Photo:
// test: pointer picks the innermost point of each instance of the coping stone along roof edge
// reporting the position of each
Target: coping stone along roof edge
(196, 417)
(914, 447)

--

**WORK REQUEST:**
Nothing but the lines from the one containing "the coping stone along roof edge" through the last line of the listing should be output, each exactly as written.

**SOLUTION TO THIS TASK:**
// test: pointer picks the innermost point of each instance of the coping stone along roof edge
// reporting the position of each
Target: coping stone along roof edge
(196, 417)
(914, 447)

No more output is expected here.